## EXERCISE INSTRUCTIONS
Reproduce the part of the records that opens with the line containing "Segment hummingbird by" and continues through the end of the records, substituting "precise" for "tight" and leaving all else unchanged.

## EXCERPTED RECORDS

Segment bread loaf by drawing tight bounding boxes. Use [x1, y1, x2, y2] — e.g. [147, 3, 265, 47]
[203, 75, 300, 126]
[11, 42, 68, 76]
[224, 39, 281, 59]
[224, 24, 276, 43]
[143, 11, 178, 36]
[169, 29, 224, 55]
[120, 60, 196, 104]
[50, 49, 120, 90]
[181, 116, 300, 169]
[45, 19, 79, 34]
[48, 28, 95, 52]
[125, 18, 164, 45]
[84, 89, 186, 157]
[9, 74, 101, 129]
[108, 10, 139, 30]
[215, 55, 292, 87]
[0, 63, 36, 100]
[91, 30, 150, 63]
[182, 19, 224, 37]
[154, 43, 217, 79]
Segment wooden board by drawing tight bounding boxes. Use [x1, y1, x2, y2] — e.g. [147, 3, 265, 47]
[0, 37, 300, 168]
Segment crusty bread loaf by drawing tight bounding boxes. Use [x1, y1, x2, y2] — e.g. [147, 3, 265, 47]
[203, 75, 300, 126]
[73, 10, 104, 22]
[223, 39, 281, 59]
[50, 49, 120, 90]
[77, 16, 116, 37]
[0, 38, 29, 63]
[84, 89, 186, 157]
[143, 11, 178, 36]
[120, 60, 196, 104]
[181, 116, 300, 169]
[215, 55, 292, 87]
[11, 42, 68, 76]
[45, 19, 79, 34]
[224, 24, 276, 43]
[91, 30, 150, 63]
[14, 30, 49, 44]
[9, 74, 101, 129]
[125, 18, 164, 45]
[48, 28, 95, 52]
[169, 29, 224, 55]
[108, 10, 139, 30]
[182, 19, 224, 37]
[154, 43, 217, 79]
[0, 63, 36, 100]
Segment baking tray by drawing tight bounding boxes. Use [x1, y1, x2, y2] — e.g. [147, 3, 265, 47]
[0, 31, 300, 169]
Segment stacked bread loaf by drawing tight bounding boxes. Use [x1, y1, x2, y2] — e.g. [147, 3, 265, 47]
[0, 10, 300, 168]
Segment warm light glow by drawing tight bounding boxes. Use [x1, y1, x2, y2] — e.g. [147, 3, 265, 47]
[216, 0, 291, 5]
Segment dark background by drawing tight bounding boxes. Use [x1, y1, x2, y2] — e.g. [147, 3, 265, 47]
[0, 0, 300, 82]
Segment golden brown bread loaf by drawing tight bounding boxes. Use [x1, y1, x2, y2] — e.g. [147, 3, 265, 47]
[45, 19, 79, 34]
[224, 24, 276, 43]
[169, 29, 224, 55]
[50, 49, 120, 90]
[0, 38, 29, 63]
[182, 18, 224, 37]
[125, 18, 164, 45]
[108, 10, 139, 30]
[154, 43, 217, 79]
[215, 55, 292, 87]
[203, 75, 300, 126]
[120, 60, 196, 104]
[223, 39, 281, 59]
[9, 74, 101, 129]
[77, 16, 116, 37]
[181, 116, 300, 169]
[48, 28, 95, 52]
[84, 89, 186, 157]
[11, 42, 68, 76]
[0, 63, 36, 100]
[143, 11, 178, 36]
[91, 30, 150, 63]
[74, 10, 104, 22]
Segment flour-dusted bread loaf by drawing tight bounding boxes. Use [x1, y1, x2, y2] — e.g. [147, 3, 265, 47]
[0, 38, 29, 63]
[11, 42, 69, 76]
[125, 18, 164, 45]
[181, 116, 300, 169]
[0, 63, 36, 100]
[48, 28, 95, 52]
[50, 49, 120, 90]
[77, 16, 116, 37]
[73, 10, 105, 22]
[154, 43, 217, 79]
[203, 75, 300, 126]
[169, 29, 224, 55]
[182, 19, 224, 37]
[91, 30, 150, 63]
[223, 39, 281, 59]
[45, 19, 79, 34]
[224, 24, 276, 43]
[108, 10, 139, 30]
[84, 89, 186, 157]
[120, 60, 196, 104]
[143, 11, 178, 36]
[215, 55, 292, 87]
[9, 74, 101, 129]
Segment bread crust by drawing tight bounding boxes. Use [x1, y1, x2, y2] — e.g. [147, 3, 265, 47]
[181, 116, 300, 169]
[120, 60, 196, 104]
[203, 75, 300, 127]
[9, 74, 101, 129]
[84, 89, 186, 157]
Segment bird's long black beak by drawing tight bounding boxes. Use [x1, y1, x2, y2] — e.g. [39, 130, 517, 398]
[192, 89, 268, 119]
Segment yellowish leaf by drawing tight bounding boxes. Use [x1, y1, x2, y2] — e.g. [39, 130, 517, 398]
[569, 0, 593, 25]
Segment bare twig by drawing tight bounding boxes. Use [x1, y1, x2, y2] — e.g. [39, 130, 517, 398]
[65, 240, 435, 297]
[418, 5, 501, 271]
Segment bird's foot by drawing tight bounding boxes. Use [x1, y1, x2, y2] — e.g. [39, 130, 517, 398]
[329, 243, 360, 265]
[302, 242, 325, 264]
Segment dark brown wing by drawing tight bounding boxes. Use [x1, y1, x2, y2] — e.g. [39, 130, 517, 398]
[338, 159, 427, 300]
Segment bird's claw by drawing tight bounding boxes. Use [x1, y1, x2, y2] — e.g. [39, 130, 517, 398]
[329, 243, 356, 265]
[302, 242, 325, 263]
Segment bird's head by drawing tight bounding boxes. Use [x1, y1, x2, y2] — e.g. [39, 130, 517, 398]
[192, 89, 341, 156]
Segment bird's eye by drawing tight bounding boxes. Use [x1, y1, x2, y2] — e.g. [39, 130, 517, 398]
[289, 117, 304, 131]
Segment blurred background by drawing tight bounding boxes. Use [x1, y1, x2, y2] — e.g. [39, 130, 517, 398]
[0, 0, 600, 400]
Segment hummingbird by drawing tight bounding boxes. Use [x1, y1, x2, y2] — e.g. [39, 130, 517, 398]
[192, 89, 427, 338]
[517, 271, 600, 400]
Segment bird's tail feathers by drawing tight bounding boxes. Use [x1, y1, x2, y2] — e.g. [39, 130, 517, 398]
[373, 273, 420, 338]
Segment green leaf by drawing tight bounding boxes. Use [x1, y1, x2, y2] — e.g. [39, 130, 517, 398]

## EXPECTED ANSWER
Segment hummingbird by drawing precise bounding boxes. Use [x1, y1, x2, y2] — e.g. [39, 130, 517, 398]
[192, 89, 427, 338]
[517, 271, 600, 400]
Segment bird's tail feathers by drawing precise bounding boxes. Use [x1, y1, x2, y2] — e.g. [39, 130, 517, 398]
[373, 273, 420, 338]
Segment green leaf by drawing precise bounding boxes. Use [x1, y1, x2, y2] — e.g. [39, 130, 517, 398]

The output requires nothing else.